[WHAT TO WORK ON] Write the listing below out again word for word, without a single picture.
--- START ---
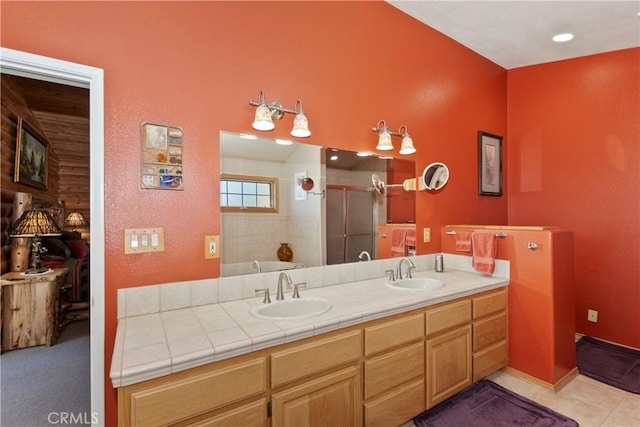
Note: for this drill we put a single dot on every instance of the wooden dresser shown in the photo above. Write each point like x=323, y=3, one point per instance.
x=32, y=308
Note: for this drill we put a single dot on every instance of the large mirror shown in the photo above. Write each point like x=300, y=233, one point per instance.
x=332, y=217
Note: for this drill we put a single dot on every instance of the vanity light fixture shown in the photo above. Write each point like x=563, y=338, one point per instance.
x=384, y=138
x=266, y=113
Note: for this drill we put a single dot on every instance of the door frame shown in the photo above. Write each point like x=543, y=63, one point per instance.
x=54, y=70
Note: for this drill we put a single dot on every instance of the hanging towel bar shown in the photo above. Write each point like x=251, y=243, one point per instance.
x=500, y=234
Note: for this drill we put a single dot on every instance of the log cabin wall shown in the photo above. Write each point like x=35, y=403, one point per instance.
x=66, y=131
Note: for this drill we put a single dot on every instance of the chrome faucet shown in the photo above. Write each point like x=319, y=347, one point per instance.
x=264, y=291
x=409, y=268
x=283, y=275
x=256, y=264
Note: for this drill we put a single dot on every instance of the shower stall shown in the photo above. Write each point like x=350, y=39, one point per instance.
x=351, y=223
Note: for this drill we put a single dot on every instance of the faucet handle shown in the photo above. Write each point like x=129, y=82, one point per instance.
x=409, y=270
x=267, y=299
x=391, y=274
x=296, y=287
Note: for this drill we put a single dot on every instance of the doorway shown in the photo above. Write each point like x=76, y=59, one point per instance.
x=43, y=68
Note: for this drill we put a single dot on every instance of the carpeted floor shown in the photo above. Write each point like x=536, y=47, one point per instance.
x=609, y=363
x=44, y=386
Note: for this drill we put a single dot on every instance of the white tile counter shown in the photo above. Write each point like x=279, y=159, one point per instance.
x=152, y=345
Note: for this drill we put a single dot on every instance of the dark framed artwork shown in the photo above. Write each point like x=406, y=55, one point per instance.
x=32, y=157
x=489, y=164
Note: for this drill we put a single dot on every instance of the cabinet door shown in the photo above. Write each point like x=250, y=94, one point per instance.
x=331, y=400
x=448, y=364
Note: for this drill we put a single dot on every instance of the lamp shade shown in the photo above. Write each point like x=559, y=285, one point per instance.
x=263, y=120
x=75, y=219
x=300, y=126
x=35, y=223
x=384, y=140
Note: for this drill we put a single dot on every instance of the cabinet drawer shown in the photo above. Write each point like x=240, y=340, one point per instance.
x=308, y=359
x=397, y=407
x=447, y=316
x=393, y=333
x=250, y=415
x=390, y=370
x=489, y=331
x=490, y=360
x=178, y=400
x=490, y=303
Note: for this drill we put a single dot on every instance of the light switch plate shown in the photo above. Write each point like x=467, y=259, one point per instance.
x=426, y=235
x=141, y=240
x=211, y=247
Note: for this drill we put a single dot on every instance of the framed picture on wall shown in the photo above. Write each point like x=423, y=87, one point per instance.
x=489, y=164
x=32, y=157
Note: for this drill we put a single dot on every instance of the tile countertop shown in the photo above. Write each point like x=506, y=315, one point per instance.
x=158, y=344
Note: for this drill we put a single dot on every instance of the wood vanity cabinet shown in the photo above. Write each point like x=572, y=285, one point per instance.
x=318, y=383
x=448, y=349
x=228, y=393
x=394, y=387
x=490, y=331
x=381, y=373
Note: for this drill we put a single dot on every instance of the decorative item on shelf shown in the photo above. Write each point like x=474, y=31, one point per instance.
x=75, y=220
x=384, y=138
x=162, y=152
x=266, y=113
x=35, y=223
x=284, y=252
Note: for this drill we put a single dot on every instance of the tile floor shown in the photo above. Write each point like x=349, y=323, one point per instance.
x=587, y=401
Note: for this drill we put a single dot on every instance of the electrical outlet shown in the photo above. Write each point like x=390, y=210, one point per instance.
x=426, y=235
x=211, y=247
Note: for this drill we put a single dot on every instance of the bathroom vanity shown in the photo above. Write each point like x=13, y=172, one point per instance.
x=379, y=357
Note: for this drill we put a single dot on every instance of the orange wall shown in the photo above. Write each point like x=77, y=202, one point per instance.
x=574, y=132
x=197, y=64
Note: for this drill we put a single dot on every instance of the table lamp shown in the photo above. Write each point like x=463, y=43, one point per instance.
x=75, y=220
x=35, y=223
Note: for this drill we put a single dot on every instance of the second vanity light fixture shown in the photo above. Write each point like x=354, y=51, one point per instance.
x=384, y=138
x=267, y=112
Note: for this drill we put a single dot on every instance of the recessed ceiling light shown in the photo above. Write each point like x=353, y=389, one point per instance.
x=561, y=38
x=283, y=142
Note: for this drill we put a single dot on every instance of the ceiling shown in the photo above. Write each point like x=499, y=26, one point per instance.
x=518, y=33
x=509, y=33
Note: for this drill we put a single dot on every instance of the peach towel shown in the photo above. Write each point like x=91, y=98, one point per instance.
x=484, y=248
x=463, y=241
x=398, y=242
x=411, y=238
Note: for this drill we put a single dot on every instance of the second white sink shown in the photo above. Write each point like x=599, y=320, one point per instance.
x=292, y=309
x=419, y=284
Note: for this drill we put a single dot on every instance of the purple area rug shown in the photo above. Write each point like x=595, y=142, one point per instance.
x=609, y=363
x=486, y=404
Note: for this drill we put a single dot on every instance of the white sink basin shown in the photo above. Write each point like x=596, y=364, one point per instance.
x=418, y=284
x=292, y=309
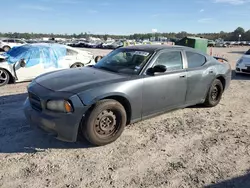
--- END ---
[RESULT OF THE TASK]
Note: for this drill we put a single dot on every instance of the wooden dresser shown in the photo above. Write each point like x=323, y=3, one point per instance.
x=32, y=308
Note: for this drill we put a single dot on every instance of the large mirror shown in the photo above. Write each point like x=300, y=233, one point per instance.
x=332, y=217
Note: for this drill we put a single dot on every instance of the vanity light fixture shown in the photo above. Write each point like x=563, y=338, one point per instance.
x=384, y=138
x=266, y=113
Note: for this drill we put a single dot on every instance of the door frame shown in the photo above. Write each point like x=543, y=63, one point per instance.
x=54, y=70
Note: for this drill we put a single dot on every instance of the hanging towel bar shown in the photo above. Write each point like x=251, y=243, one point per instance.
x=500, y=234
Note: for this drill we put a single dot on every instance of the log cabin wall shown in the photo above. Write each point like x=35, y=403, one point per instance.
x=66, y=131
Note: for this drill we put a single dot on every instance of the chrome faucet shown in the photo above. Write each point like x=319, y=347, one point per instance.
x=264, y=291
x=409, y=268
x=283, y=275
x=256, y=264
Note: for this drill we put a single dot on every instance of the shower stall shown in the photo above. Write each point like x=350, y=39, one point per instance.
x=351, y=223
Note: for this drill we put a single dot on every instance of the faucet handle shown in the photo above. Write each point like x=129, y=82, one point per instance.
x=409, y=270
x=267, y=299
x=391, y=274
x=296, y=287
Note: for this drill we put a single dot on every instance of the doorway shown in the photo above. Write each point like x=76, y=59, one point per instance.
x=43, y=68
Note: for this drill we put a single dot on every instance of the carpeted floor shown in the photo above. Write each point like x=536, y=47, one point per instance.
x=609, y=363
x=44, y=386
Note: for this drill we put a single dot on every instance of the white tile counter shown in the photo above. Write each point like x=279, y=159, one point per instance.
x=152, y=345
Note: for this drill we put a single dot on every instance of the dark framed artwork shown in the photo above. Write each point like x=406, y=55, one point per instance.
x=32, y=157
x=489, y=164
Note: for this drill we put a single dot on every instance of the cabinet door shown in the photo above. Write each point like x=250, y=94, one point per instance.
x=331, y=400
x=448, y=364
Note: for this drill we put a single dot on every instance of the lamp shade shown in the photo above. Write each point like x=559, y=285, one point per instance.
x=263, y=120
x=75, y=219
x=300, y=126
x=35, y=223
x=384, y=140
Note: for this drill we put a single dot on every instance of the cabinet drawer shown in the photo above. Write each point like x=240, y=340, one point per instance.
x=308, y=359
x=397, y=407
x=447, y=316
x=393, y=333
x=250, y=415
x=390, y=370
x=489, y=331
x=490, y=360
x=178, y=400
x=490, y=303
Note: for this drill we put a single dot on every instance of the light switch plate shown in the photo above. Write each point like x=467, y=259, one point per instance.
x=426, y=235
x=141, y=240
x=211, y=247
Note: for this drill we put a single dot on every instance of the framed picture on wall shown in the photo above. Write each point like x=423, y=87, one point per instance.
x=489, y=164
x=32, y=157
Note: for this drill we put a single dot on every instance of the tile countertop shown in the photo above. Write each point like x=506, y=315, one point per instance.
x=158, y=344
Note: for this drill we put a single dot on every instance of the wood vanity cabinet shown in the photo above. Write each point like x=572, y=285, one point per instance.
x=318, y=383
x=448, y=349
x=228, y=393
x=394, y=387
x=490, y=331
x=381, y=373
Note: for this drill we put a single dot on every instance of the decorative item on shelf shown in the photo above. Write each point like x=474, y=31, one point per instance.
x=75, y=220
x=384, y=138
x=162, y=152
x=266, y=113
x=35, y=223
x=284, y=252
Note: for this drill we put a single dot on every instance of the tile floor shown in the photo above. Write each point like x=349, y=323, one point per instance.
x=587, y=401
Note: for this drill we put a single dot on every instance of the electrical outlet shown in the photo above. Write each point like x=390, y=210, one point per instance.
x=426, y=235
x=211, y=247
Note: for this drill we put a single dot on every instance of the bathroom vanity shown in the photo above. Write each point like x=13, y=172, one point per instance.
x=379, y=357
Note: for this drill we put a single dot on every instance of the orange wall shown in the photo above. Write each point like x=77, y=202, one point per instance.
x=574, y=132
x=197, y=64
Note: for this drill we put a single dot on every instance of the table lamp shown in the photo above. Write each point like x=463, y=43, one point per instance.
x=75, y=220
x=35, y=223
Note: for this drill we put a single dot on every instance of the second vanity light fixture shown in the photo above. Write each point like x=354, y=51, one point per instance.
x=384, y=138
x=267, y=112
Note: for this drill we put a single dot on every instance of the recessed ceiling light shown in the photo above. Write each point like x=353, y=389, one point per instance.
x=561, y=38
x=283, y=142
Note: for this drill we put a single dot on every instance of the ceiling shown in the photo above. Write each point like x=499, y=26, one point per instance.
x=518, y=33
x=509, y=33
Note: for this drill we put a single dot on every instance of the peach towel shown in the photo above. Write each point like x=91, y=98, one point per instance.
x=484, y=248
x=463, y=241
x=398, y=242
x=411, y=238
Note: for this drill we put a single dot on every instance of the second white sink shown in the photo above. Write each point like x=599, y=320, one point per instance.
x=292, y=309
x=419, y=284
Note: for this drill we put a single dot on every instance of the purple area rug shown in the photo above. Write each point like x=595, y=142, one point per instance.
x=609, y=363
x=486, y=404
Note: for this drill we put a single dot on every instance of the white sink basin shown in the photo above. Write each point like x=596, y=364, one point per instance.
x=418, y=284
x=292, y=309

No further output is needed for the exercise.